Work to be completed. Update the listing below by replacing each occurrence of "bbox_search" with "locate_boxes". Leave everything else unchanged.

──────────────────────────────

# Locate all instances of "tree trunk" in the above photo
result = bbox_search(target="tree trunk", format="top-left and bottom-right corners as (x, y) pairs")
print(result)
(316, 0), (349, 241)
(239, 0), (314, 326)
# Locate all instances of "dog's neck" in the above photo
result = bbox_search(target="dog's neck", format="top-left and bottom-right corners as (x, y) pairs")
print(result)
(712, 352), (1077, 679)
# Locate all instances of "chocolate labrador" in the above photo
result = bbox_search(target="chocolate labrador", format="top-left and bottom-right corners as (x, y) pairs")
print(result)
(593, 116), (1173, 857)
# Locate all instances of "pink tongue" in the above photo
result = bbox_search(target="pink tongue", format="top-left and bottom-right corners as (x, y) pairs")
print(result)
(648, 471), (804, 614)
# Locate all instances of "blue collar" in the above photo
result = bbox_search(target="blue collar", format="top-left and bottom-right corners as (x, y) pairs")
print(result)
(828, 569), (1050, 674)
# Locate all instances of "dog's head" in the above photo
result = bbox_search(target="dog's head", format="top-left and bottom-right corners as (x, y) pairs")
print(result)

──────────────────────────────

Result for this exercise.
# Locate all instances of "tree trunk" in the above photo
result = locate_boxes(target="tree trunk", format="top-left and bottom-right corners as (x, y) pairs")
print(result)
(316, 0), (349, 241)
(239, 0), (314, 326)
# Locate all instances of "dog's neck" in the above photo
result = locate_boxes(target="dog's neck", format="top-left and bottom-right corners as (x, y) pairs")
print(result)
(712, 352), (1077, 679)
# Locate all instances of "chocolate labrador" in the above photo
result = locate_boxes(target="chocolate labrador", format="top-left and bottom-right corners as (x, y) pairs")
print(result)
(593, 116), (1173, 857)
# Locate all instances of "pink tongue" in the above photo
result = locate_boxes(target="pink tongue", format="top-left and bottom-right corners as (x, y) pairs")
print(result)
(648, 471), (804, 614)
# Locate all instances of "blue collar" in the above photo
result = locate_boxes(target="blue collar", format="top-left and bottom-right corners as (x, y) pairs")
print(result)
(828, 569), (1050, 674)
# Locate all instances of "dog's head" in the above photo
result = locate_boxes(target="dog's head", format="top-left and bottom-right corners as (x, y) pairs")
print(result)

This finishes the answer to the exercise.